▸ **WRITTEN PROBLEM**: Copy out, exactly as given, every line from the line with "Target: porch step" to the end of the listing, both of those lines included.

# start of DATA RECORDS

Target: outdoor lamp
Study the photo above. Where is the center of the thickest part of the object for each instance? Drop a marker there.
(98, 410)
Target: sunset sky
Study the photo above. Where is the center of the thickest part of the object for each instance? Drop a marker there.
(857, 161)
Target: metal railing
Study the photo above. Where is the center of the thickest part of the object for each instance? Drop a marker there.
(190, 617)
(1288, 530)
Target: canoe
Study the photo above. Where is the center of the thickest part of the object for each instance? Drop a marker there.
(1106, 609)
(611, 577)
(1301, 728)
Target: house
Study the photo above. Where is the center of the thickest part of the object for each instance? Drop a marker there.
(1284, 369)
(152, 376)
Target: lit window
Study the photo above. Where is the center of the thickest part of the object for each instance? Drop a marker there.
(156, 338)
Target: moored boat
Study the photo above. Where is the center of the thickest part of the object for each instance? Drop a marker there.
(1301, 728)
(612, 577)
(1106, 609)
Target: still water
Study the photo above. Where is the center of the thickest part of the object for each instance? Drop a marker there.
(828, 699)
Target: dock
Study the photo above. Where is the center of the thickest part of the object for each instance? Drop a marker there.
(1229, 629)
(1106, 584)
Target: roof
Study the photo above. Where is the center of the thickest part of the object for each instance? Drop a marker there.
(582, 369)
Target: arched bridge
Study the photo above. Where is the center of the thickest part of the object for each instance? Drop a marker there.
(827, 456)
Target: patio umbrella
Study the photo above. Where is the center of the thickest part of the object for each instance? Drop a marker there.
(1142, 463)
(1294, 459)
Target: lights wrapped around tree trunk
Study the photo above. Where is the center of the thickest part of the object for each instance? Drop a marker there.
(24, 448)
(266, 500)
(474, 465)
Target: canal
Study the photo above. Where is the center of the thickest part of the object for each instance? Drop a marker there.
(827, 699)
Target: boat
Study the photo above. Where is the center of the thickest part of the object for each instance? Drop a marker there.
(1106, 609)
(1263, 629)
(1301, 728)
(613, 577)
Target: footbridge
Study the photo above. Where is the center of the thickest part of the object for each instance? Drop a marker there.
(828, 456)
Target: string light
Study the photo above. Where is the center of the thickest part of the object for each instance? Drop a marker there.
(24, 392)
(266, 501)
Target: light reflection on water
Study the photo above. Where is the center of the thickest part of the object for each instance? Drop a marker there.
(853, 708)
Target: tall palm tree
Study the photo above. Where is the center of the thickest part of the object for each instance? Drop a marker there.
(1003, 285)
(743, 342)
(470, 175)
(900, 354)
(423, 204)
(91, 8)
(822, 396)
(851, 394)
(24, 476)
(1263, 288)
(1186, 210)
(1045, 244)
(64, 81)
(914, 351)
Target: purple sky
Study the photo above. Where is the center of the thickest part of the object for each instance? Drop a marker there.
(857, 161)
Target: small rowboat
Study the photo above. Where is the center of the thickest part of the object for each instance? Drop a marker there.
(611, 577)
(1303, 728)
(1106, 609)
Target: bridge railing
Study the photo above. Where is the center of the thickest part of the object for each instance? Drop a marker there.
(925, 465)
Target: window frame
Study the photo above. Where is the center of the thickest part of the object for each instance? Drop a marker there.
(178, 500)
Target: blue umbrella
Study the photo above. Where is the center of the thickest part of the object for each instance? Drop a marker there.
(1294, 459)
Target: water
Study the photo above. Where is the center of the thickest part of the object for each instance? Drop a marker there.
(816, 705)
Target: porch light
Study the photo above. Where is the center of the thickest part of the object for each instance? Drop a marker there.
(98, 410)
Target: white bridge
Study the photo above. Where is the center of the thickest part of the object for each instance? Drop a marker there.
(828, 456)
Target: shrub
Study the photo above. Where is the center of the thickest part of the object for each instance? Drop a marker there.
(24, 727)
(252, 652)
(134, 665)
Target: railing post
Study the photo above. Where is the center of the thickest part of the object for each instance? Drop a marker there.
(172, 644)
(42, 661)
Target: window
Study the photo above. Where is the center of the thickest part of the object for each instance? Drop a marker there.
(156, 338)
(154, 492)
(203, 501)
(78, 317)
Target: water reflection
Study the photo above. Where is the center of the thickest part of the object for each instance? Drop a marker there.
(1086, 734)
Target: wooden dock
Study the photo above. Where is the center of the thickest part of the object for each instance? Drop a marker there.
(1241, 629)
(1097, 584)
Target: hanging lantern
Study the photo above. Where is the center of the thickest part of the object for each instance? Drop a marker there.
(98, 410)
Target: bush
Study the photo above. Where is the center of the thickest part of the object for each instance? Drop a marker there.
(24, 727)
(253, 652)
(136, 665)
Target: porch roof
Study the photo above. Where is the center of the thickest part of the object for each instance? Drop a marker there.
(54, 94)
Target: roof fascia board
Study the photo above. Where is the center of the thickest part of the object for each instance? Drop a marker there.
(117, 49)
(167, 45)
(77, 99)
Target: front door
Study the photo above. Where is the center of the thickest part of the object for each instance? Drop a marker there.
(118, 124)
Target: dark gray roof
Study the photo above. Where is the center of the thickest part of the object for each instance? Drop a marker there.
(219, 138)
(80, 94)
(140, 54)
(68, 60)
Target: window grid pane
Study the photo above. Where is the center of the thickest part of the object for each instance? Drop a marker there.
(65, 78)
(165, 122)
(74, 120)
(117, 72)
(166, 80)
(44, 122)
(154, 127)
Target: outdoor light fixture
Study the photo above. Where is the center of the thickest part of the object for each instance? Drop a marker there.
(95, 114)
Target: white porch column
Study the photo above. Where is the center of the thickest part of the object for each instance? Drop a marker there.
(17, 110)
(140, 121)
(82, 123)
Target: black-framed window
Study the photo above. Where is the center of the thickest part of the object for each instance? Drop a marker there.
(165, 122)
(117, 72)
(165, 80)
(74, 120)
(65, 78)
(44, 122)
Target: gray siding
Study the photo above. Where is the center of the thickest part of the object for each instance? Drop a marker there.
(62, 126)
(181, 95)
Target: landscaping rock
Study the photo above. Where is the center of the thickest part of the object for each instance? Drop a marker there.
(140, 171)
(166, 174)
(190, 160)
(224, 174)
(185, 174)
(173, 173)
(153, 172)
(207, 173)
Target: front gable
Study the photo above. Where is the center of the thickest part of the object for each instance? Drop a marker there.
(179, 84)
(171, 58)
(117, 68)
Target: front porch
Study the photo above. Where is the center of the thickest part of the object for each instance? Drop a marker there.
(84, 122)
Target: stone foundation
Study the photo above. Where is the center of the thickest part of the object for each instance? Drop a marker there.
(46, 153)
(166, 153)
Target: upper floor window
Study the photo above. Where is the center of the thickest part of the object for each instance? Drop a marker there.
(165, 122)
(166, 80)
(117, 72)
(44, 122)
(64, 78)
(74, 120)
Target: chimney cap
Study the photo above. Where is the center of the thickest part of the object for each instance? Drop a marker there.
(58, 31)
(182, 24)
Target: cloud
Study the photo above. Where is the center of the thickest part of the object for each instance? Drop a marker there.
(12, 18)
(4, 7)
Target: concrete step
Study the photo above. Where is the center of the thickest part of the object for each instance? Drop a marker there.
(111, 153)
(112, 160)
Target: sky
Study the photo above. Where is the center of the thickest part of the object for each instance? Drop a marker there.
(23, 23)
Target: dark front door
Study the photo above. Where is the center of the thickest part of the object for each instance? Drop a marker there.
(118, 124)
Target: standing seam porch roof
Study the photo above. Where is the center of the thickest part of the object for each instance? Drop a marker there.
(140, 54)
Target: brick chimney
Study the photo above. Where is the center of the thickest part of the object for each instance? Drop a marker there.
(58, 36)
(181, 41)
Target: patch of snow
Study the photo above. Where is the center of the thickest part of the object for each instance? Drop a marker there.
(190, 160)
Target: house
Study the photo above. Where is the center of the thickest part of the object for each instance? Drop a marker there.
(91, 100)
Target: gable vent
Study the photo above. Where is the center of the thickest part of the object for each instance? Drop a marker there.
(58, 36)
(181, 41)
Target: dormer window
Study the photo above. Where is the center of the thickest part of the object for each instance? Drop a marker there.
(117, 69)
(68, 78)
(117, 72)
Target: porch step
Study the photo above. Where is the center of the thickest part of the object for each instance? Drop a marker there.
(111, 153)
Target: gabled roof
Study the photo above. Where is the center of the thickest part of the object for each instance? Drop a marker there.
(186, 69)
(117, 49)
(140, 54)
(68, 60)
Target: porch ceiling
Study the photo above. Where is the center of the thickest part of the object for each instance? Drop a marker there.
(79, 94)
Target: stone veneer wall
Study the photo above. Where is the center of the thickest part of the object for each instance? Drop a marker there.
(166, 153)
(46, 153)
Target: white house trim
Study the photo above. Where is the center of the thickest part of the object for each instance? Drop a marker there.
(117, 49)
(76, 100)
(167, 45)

# end of DATA RECORDS

▸ **OUTPUT**:
Target: porch step
Study the photo above. Where is the center of the thickest part of the object for each instance? Drop a marker there.
(111, 153)
Target: gabled roof
Study the photo above. Where is the center of the thickest part of the object for each instance? Drop a marker there.
(186, 69)
(117, 49)
(140, 54)
(68, 60)
Target: porch ceiling
Study the photo above. Where is the center of the thickest part of the object for each instance? Drop a marker there.
(79, 94)
Target: stone veneer wall
Study the photo above. Where is the center of the thickest part of the object for each instance? Drop a marker there.
(166, 153)
(46, 153)
Target: white house trim
Study the photo above. Where is the center of the thickest part of the object for each instance? Drop a marker there.
(117, 49)
(76, 100)
(167, 45)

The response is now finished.